____ Data for this exercise

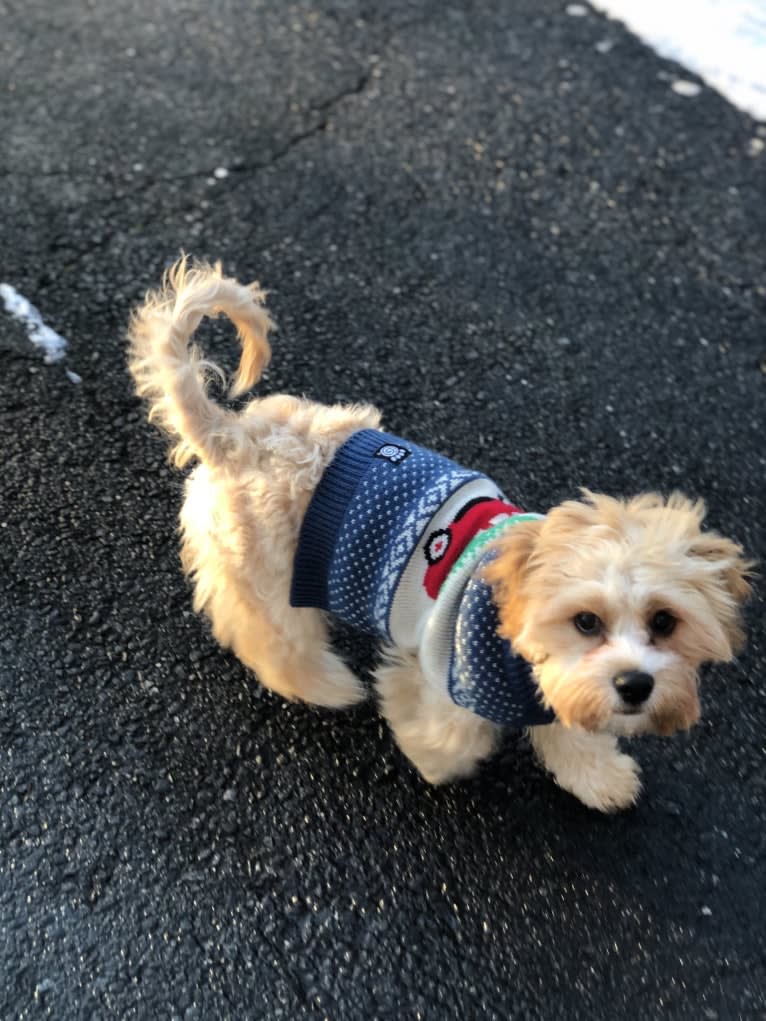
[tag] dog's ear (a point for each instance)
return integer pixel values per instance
(508, 575)
(723, 579)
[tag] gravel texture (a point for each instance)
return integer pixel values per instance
(532, 254)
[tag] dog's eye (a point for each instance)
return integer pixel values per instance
(662, 624)
(588, 624)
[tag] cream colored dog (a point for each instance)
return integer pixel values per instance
(614, 603)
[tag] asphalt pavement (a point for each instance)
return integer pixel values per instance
(534, 255)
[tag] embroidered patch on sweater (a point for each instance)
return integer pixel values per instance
(390, 544)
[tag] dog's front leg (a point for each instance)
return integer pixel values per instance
(442, 740)
(588, 766)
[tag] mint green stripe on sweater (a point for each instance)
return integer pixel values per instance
(481, 539)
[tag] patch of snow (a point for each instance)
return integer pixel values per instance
(722, 41)
(53, 344)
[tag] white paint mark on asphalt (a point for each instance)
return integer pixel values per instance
(41, 335)
(722, 41)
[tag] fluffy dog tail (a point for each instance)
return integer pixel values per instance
(172, 374)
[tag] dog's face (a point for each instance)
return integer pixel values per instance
(617, 603)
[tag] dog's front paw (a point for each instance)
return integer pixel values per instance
(588, 766)
(608, 784)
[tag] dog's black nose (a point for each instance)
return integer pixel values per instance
(633, 686)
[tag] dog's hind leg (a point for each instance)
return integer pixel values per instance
(290, 654)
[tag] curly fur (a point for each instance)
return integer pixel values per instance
(244, 504)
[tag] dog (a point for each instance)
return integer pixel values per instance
(581, 626)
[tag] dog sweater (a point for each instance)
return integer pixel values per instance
(394, 542)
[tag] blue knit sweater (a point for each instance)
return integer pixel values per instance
(384, 514)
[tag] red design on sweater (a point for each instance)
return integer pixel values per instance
(444, 546)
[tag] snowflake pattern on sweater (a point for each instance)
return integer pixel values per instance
(390, 544)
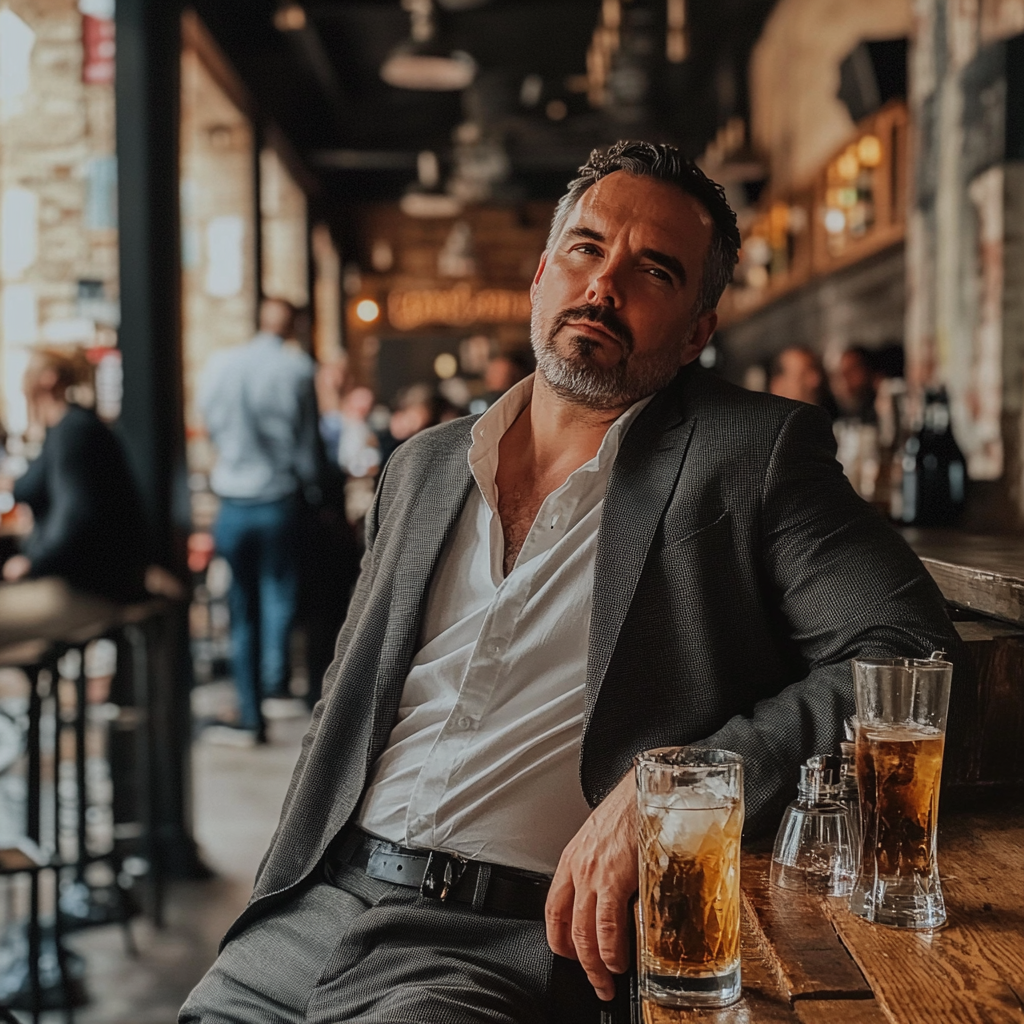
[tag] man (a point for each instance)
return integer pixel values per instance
(853, 384)
(796, 373)
(616, 556)
(259, 404)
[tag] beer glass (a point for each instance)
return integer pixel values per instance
(900, 730)
(690, 804)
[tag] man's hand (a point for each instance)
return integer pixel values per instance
(16, 567)
(589, 898)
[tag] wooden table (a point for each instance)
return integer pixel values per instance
(984, 573)
(808, 961)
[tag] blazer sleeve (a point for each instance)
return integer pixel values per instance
(846, 585)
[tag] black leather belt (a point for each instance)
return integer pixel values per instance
(444, 877)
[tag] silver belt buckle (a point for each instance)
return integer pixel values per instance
(441, 875)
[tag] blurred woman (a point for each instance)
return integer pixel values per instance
(89, 521)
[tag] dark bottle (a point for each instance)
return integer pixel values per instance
(934, 473)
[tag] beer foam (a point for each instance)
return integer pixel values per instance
(688, 821)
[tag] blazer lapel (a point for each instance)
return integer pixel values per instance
(642, 481)
(430, 515)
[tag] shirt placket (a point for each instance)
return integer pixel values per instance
(483, 675)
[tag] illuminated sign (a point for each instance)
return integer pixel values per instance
(459, 306)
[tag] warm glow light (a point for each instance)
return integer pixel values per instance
(869, 151)
(290, 17)
(835, 221)
(445, 366)
(368, 310)
(848, 165)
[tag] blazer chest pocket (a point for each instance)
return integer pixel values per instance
(715, 532)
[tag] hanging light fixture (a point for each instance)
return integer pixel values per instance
(290, 17)
(675, 39)
(421, 62)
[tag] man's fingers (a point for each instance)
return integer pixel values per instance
(587, 947)
(558, 914)
(611, 932)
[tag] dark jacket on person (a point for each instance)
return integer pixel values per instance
(736, 574)
(89, 520)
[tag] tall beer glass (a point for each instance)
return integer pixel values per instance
(690, 803)
(900, 731)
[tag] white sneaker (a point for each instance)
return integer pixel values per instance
(230, 735)
(275, 709)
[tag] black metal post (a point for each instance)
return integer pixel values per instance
(147, 108)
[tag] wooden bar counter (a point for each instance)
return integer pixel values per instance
(808, 961)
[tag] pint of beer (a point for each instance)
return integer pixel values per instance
(690, 804)
(900, 731)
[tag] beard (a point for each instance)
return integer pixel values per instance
(578, 378)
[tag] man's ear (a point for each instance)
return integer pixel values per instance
(702, 331)
(537, 276)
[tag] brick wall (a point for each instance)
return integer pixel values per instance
(57, 197)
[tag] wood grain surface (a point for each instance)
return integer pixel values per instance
(972, 971)
(809, 961)
(984, 573)
(799, 942)
(762, 1001)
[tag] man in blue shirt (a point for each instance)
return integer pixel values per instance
(259, 406)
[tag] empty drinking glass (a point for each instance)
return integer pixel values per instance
(814, 850)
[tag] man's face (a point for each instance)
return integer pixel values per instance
(801, 378)
(615, 301)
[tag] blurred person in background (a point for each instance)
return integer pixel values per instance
(358, 450)
(620, 554)
(853, 384)
(797, 373)
(259, 406)
(417, 408)
(330, 386)
(89, 523)
(504, 372)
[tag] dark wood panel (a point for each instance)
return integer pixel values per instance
(983, 573)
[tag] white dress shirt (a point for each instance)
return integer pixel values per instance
(483, 760)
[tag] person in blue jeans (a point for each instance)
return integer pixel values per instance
(259, 406)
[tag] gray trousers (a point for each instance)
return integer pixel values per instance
(373, 952)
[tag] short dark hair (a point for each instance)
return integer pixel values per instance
(667, 164)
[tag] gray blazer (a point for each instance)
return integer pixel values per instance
(736, 573)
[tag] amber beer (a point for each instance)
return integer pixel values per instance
(900, 734)
(898, 772)
(690, 828)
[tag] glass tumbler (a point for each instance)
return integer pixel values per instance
(690, 803)
(814, 850)
(900, 731)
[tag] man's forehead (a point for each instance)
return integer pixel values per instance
(650, 205)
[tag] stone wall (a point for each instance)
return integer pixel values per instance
(58, 202)
(863, 304)
(965, 244)
(797, 119)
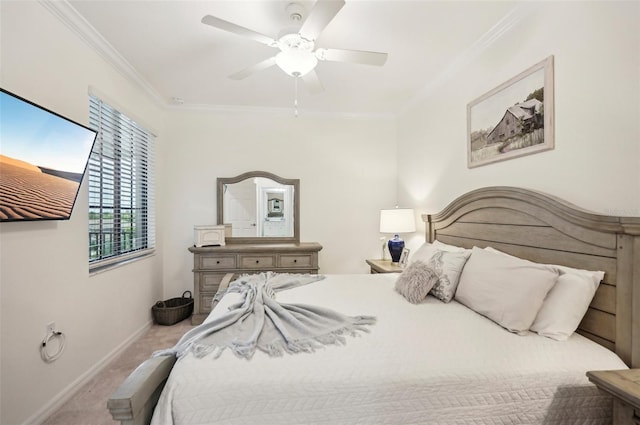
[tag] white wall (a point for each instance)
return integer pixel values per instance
(346, 167)
(596, 162)
(43, 265)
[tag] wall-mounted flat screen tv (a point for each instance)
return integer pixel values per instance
(43, 158)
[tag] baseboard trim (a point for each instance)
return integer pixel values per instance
(72, 389)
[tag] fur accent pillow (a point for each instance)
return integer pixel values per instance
(416, 281)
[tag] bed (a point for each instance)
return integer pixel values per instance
(430, 362)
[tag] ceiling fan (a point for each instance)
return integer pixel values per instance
(298, 55)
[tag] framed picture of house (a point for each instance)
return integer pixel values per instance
(514, 119)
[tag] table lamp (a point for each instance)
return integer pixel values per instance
(397, 220)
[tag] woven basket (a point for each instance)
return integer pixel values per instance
(174, 310)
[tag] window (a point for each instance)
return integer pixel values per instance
(121, 188)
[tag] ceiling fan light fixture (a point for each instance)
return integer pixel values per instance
(296, 63)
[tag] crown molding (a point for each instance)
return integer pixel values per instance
(462, 61)
(302, 113)
(69, 16)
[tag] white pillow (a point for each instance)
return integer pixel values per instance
(566, 303)
(506, 289)
(446, 263)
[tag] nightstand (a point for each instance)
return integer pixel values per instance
(624, 386)
(384, 266)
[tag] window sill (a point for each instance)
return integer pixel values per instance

________

- Goal of the exercise: Would you retype each line above exactly and skip every image?

- The answer:
[tag] dog's ear (a point for each instance)
return integer pixel values per instance
(508, 575)
(723, 579)
[tag] gravel texture (a point for each instance)
return integer pixel values per instance
(532, 254)
[tag] dog's eye (a point for each instance)
return integer pixel values per instance
(662, 624)
(588, 624)
[tag] cream colored dog (a point for each instance)
return integer pixel values per instance
(614, 603)
[tag] asphalt pavement (a point for each instance)
return integer pixel values per instance
(534, 255)
[tag] embroidered patch on sweater (a point for each instance)
return integer pixel values per instance
(390, 544)
[tag] dog's front leg (a point for each instance)
return integer pixel values per instance
(442, 740)
(588, 766)
[tag] mint green stripe on sweater (a point for each instance)
return integer pixel values per instance
(481, 539)
[tag] patch of snow (a point for each instance)
return integer pixel values per instance
(722, 41)
(53, 344)
[tag] white paint mark on asphalt (a point for each instance)
return integer pixel values per instance
(41, 335)
(722, 41)
[tag] fluffy dog tail (a point for each instance)
return integer pixel values per instance
(172, 374)
[tag] dog's face (a point for each instance)
return integer pixel values per instance
(617, 603)
[tag] dog's front paw (a point for each instance)
return integer pixel values per instance
(588, 766)
(608, 784)
[tag] dog's black nose (a point for each instance)
return integer pixel values per instance
(633, 686)
[tag] dog's hind leg (a point for each instance)
return integer pixel values per instance
(290, 654)
[tag] curly fur (a point for each instance)
return integer pixel values per instance
(244, 504)
[tag] dog (a point for each instance)
return integer pixel values per instance
(581, 626)
[tag] dog sweater (a point for each instance)
return integer pixel values per instance
(394, 542)
[tag] blue knit sweater (a point for each instance)
return integer pixel values per instance
(384, 514)
[tag] red design on sweater (a point for each instance)
return integer pixel values per instance
(444, 546)
[tag] snowflake pattern on sweater (a point for each instance)
return integer pixel values per instance
(390, 544)
[tag] man (a point for each instance)
return integer pixel values per instance
(853, 384)
(796, 373)
(616, 556)
(259, 404)
[tag] beer glass (a point for each instance)
return integer pixel values per instance
(900, 730)
(690, 804)
[tag] man's hand (a point for each instance)
return integer pixel values per instance
(16, 567)
(589, 898)
[tag] wooden table (a point for each instance)
return integer pixel values per instance
(984, 573)
(808, 961)
[tag] blazer sleeve (a point for each instance)
return integer pixel values per instance
(846, 585)
[tag] black leather belt (a point for each instance)
return integer pixel values per instance
(444, 877)
[tag] silver belt buckle (a point for each instance)
return integer pixel values per instance
(441, 875)
[tag] blurred woman (a point for each instance)
return integer pixel values per instance
(89, 521)
[tag] dark bottle (a point for each instance)
return integer pixel values per instance
(934, 473)
[tag] beer foam (a point for each instance)
return integer pixel values per instance
(688, 821)
[tag] blazer lapel (a point for each instance)
return integer pixel values per instance
(642, 481)
(430, 515)
[tag] shirt placket (a point for each instance)
return integer pixel values per instance
(483, 675)
[tag] illuminated sign (a point for each instance)
return integer pixel values per instance
(459, 306)
[tag] warm glow light (a point for each instance)
return integer pixel values per instance
(869, 151)
(290, 17)
(835, 221)
(445, 366)
(368, 310)
(848, 165)
[tag] blazer chest pocket (a point for each instance)
return integer pixel values per instance
(715, 532)
[tag] hanging light fixture (a point for each instance)
return integer pixel values per instance
(290, 17)
(675, 39)
(421, 62)
[tag] man's fingers (a point for each instance)
return integer pixel values per instance
(587, 947)
(558, 914)
(611, 932)
[tag] dark jacket on person (a point for each instance)
return integer pixel values per instance
(736, 574)
(89, 520)
[tag] tall beer glass (a point for each instance)
return integer pixel values per instance
(690, 803)
(900, 731)
[tag] white sneaker (a point for each instance)
return integer pixel values per instance
(230, 735)
(275, 709)
[tag] black metal post (a point for each instance)
return integer pixel values per instance
(147, 108)
[tag] wooden bar counter (a point for each instance)
return integer pixel values per instance
(808, 961)
[tag] pint of beer (a point for each instance)
return integer pixel values per instance
(690, 804)
(900, 731)
[tag] beard (a point for each instance)
return integer pixel values per instance
(578, 378)
[tag] man's ear (a point for each instance)
return integer pixel values per instance
(702, 331)
(537, 276)
[tag] brick wall (a point for each instance)
return integer pixel values per instance
(57, 197)
[tag] wood grain surface (a point for each instance)
return integer pixel values per instance
(972, 971)
(809, 961)
(984, 573)
(799, 942)
(762, 1001)
[tag] man in blue shirt (a point for each instance)
return integer pixel values per instance
(259, 406)
[tag] empty drinking glass (a point for each instance)
return integer pixel values per instance
(814, 850)
[tag] man's face (a point for each instance)
return integer pixel values per instance
(801, 378)
(615, 301)
[tag] blurred person in background (a point for each instance)
return integer pixel values per instance
(358, 450)
(620, 554)
(853, 384)
(797, 373)
(259, 406)
(417, 408)
(330, 386)
(89, 523)
(504, 372)
[tag] dark wood panel (a point for each instance)
return integer pixel values per instance
(983, 573)
[tag] white dress shirt (a point for each instance)
return integer pixel values per instance
(483, 760)
[tag] person in blue jeans (a point for each instance)
return integer pixel values per instance
(259, 406)
[tag] gray trousers (a point for each instance)
return integer pixel values per instance
(373, 952)
[tag] short dark hair (a point for each instance)
return integer pixel values per instance
(667, 164)
[tag] gray blazer (a point for each instance)
return integer pixel values per instance
(736, 573)
[tag] amber beer (a point for each instance)
return integer pixel values per instance
(900, 734)
(898, 772)
(690, 828)
[tag] glass tumbler (a point for each instance)
return integer pixel values per instance
(690, 803)
(814, 850)
(900, 731)
[tag] man's forehead (a point for each instance)
return integer pixel values per instance
(650, 205)
[tag] stone wall (a point for each instance)
return integer pixel values per instance
(58, 202)
(863, 304)
(965, 244)
(797, 119)
[tag] white wall (a point for each instance)
return integer pixel values per instance
(346, 167)
(596, 162)
(43, 265)
[tag] wall-mounted flat screen tv (a point for each instance)
return integer pixel values per instance
(43, 158)
[tag] baseboard trim (a point for each instance)
return integer pixel values per instance
(72, 389)
[tag] fur accent pillow (a point for each instance)
return integer pixel values per instance
(416, 281)
[tag] bed (a point for each instance)
return integer pixel values per instance
(430, 362)
[tag] ceiling fan (a point for each instance)
return integer pixel values per instance
(298, 55)
[tag] framed picture of house (a point for each instance)
return integer pixel values per instance
(514, 119)
[tag] table lamp (a point for each instance)
return integer pixel values per instance
(397, 220)
[tag] woven basket (a point for each instance)
return integer pixel values per instance
(174, 310)
[tag] window (a point for each instance)
return integer pixel values per instance
(121, 188)
[tag] ceiling fan light fixture (a point for each instance)
return integer pixel values per instance
(296, 63)
[tag] crown molding (a point for each instance)
return integer pixel values per instance
(462, 61)
(302, 113)
(69, 16)
[tag] white pillow (a point for each instance)
return integer pixel values per instance
(566, 303)
(506, 289)
(446, 263)
[tag] nightstand (a point for each instance)
return integer pixel values per instance
(624, 386)
(384, 266)
[tag] window sill (a point for each instance)
return integer pixel values per instance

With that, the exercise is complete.